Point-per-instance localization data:
******************************

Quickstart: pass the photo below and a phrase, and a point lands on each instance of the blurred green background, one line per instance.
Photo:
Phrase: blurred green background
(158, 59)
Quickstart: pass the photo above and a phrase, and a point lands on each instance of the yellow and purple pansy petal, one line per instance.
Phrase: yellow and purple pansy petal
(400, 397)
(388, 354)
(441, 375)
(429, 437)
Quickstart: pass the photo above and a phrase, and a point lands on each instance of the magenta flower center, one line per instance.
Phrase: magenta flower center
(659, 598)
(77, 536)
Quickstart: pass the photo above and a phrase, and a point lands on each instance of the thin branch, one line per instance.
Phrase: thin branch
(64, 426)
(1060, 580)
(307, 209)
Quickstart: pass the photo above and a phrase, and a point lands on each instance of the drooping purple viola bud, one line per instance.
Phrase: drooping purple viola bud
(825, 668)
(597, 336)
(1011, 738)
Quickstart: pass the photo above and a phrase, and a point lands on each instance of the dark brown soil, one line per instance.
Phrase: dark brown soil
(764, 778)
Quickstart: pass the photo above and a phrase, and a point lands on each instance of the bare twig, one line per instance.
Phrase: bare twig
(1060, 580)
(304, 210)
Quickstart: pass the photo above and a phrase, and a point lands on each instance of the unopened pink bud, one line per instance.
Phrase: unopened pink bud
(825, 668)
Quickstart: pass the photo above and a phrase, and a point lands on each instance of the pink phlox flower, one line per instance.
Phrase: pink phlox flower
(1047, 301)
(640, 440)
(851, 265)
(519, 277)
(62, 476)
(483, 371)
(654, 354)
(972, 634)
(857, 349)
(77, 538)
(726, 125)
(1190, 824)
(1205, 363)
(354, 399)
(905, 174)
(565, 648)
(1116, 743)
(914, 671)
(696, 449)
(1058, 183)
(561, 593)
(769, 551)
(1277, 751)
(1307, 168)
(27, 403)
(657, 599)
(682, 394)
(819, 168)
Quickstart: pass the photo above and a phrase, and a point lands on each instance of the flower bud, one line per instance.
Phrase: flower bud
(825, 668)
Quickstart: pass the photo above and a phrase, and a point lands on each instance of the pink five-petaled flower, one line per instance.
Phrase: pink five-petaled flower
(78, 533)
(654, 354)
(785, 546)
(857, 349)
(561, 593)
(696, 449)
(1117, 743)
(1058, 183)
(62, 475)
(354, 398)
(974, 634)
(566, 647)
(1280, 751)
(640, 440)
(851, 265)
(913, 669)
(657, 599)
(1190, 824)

******************************

Work task> Look above for the line with "branch, one line per instance." and the line with "viola bud, one line per instance.", and reproduce exactly those two lines plus every line between, nothing more.

Exercise result>
Quickstart: pass the photo above and a phrase, and a point lands on each instance of the thin branch, one line per instance.
Phrase: thin branch
(64, 426)
(1060, 580)
(307, 209)
Quickstart: pass the photo above and a phrase, and a point lands on each instance of the drooping purple viola bud, one line per instance.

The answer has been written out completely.